Aim of the task
Lines from the one containing "the woman with" through the end of the data are to be returned exactly, and no others.

Listing
--- Start ---

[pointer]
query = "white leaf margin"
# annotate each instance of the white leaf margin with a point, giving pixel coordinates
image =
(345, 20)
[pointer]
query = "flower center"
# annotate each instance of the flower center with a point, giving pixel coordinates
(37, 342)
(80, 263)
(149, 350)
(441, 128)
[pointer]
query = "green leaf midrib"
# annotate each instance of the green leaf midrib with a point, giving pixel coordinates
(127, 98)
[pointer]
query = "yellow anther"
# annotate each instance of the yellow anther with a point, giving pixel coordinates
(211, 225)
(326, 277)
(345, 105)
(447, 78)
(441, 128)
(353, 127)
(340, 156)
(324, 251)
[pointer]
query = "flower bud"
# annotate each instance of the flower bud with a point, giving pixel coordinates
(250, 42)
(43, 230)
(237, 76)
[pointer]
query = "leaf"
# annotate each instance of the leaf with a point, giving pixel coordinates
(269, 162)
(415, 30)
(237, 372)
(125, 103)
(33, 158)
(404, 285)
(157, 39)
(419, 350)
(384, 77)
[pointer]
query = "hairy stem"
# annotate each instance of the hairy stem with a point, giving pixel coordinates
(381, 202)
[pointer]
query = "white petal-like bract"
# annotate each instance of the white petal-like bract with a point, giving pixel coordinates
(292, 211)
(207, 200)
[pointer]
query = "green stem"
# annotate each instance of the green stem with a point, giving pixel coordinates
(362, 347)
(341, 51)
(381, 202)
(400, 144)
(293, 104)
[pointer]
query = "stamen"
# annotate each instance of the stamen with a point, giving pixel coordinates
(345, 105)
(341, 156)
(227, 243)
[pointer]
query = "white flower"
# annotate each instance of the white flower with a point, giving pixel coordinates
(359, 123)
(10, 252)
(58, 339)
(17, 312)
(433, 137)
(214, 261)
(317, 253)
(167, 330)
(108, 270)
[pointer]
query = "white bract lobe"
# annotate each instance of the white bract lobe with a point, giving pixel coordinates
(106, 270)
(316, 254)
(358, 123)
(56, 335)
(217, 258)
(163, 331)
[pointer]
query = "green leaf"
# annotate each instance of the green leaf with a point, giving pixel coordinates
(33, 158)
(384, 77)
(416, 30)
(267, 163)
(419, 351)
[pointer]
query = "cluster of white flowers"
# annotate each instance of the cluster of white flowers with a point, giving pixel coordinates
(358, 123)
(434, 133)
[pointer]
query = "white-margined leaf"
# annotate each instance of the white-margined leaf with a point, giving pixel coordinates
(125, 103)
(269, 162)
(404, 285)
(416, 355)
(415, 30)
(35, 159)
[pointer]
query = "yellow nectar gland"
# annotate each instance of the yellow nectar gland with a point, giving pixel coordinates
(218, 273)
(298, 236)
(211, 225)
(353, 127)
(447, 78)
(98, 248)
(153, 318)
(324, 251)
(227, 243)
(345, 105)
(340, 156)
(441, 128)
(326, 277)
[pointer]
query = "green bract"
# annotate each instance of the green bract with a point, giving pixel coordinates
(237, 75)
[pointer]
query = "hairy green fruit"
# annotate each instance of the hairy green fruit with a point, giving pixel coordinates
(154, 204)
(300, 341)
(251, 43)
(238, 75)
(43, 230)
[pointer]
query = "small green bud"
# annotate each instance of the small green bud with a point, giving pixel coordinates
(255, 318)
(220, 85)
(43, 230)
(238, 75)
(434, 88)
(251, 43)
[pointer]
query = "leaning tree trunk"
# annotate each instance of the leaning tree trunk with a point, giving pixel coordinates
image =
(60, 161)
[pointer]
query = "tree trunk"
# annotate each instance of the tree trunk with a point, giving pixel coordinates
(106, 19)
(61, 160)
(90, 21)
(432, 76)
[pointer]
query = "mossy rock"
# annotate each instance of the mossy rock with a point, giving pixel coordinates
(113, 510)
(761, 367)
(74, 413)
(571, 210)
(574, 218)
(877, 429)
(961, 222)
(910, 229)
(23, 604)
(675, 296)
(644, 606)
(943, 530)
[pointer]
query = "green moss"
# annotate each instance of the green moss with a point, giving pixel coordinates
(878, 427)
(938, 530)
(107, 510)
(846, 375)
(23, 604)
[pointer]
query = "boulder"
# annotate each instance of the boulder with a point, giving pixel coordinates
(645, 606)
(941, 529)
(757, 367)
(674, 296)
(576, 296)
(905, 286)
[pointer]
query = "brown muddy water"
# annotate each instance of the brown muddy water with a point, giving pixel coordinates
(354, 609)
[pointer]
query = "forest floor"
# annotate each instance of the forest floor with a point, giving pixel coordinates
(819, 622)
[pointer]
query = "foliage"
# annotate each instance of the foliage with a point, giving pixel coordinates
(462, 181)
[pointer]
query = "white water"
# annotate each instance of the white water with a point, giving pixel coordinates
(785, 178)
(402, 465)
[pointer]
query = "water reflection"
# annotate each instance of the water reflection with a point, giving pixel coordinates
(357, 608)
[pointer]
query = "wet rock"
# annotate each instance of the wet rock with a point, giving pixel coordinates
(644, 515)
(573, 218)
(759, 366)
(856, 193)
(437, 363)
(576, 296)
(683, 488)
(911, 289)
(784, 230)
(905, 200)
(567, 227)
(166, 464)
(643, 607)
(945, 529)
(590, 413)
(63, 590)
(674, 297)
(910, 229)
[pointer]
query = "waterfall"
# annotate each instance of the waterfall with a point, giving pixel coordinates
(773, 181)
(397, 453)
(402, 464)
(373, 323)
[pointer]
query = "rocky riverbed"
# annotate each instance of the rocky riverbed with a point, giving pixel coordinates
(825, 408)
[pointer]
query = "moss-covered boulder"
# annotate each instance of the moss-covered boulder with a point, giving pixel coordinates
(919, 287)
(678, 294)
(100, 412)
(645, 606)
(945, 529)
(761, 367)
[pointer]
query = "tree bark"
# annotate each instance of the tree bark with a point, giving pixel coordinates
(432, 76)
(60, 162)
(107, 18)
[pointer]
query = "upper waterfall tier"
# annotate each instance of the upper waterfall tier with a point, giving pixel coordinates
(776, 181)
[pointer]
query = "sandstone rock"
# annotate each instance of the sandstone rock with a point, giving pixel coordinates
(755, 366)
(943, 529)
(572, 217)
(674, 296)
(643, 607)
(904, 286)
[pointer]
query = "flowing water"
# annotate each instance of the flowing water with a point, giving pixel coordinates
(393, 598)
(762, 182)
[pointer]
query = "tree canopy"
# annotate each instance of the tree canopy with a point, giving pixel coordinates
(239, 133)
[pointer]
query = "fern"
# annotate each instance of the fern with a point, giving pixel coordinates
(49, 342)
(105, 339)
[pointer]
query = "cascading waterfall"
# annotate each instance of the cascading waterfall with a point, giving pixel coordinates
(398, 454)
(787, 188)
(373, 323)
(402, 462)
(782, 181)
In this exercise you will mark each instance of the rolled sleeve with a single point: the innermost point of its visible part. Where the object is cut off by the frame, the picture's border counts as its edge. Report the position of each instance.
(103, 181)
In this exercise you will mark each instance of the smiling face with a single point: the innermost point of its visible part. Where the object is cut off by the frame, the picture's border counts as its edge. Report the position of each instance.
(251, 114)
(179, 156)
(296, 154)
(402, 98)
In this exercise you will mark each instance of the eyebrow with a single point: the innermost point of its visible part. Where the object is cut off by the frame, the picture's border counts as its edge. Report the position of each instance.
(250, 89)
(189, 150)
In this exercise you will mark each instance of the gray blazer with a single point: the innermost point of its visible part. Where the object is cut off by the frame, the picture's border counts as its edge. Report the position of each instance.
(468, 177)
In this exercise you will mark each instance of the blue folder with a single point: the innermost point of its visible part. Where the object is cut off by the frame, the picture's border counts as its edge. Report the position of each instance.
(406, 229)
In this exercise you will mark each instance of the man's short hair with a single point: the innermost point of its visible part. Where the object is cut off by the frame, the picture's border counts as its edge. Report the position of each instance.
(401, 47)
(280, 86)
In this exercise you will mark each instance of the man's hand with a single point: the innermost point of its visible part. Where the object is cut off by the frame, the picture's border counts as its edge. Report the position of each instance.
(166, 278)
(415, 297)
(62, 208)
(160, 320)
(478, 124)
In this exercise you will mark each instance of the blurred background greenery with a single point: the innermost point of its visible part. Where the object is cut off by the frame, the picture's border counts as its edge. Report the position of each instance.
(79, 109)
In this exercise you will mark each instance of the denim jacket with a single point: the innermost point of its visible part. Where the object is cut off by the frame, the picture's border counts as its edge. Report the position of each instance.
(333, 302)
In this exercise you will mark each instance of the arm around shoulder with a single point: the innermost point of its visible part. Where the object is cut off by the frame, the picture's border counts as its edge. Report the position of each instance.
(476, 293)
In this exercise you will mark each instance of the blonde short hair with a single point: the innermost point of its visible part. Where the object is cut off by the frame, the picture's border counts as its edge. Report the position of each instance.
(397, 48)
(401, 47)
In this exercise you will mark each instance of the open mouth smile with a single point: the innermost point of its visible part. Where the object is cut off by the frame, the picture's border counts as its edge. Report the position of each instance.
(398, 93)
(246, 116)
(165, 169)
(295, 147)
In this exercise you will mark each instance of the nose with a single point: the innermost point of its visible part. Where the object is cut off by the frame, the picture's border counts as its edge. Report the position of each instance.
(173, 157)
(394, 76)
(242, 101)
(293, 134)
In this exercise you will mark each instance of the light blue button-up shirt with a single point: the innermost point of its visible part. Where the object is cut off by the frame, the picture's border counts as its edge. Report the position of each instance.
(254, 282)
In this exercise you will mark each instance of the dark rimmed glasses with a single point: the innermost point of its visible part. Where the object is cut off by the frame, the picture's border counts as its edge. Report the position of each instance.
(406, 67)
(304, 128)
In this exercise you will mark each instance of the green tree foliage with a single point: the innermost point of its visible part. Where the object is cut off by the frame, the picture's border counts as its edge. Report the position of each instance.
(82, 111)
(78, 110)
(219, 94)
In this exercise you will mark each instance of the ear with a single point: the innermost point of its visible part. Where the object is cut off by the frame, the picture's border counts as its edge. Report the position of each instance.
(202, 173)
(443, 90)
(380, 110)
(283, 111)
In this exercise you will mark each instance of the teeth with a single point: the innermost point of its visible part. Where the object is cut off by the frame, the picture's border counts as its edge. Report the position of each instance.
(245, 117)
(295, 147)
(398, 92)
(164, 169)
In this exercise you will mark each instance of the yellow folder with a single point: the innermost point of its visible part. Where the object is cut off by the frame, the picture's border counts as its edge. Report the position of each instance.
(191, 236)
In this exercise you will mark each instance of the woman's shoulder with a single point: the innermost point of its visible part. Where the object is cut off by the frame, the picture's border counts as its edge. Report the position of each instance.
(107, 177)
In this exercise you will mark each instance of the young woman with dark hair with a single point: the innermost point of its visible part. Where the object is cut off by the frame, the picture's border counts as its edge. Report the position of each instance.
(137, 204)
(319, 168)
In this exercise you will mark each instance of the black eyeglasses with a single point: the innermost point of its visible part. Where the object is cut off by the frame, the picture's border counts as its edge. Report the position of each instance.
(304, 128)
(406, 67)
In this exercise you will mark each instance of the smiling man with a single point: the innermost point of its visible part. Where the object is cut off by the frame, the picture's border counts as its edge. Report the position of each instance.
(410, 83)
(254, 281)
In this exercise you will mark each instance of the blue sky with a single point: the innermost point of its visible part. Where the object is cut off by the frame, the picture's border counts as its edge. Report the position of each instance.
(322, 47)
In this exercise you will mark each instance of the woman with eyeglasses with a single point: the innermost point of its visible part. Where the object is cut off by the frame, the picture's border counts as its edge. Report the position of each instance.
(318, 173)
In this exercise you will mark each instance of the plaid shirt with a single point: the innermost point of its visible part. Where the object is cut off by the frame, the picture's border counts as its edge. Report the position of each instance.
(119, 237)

--- End ---

Response below
In this exercise you will mark each instance of the woman with eyeglasses with a single point: the innermost point of its visible part. Where the object is cut off by the frame, the picture's border counts as its edge. Report the position of each instance.
(318, 173)
In this exercise you will mark each instance of the plaid shirt with a single point: the innermost point of its visible part. Where the object is cut off by the frame, the picture's border counts as its edge. Report the position of each instance.
(119, 237)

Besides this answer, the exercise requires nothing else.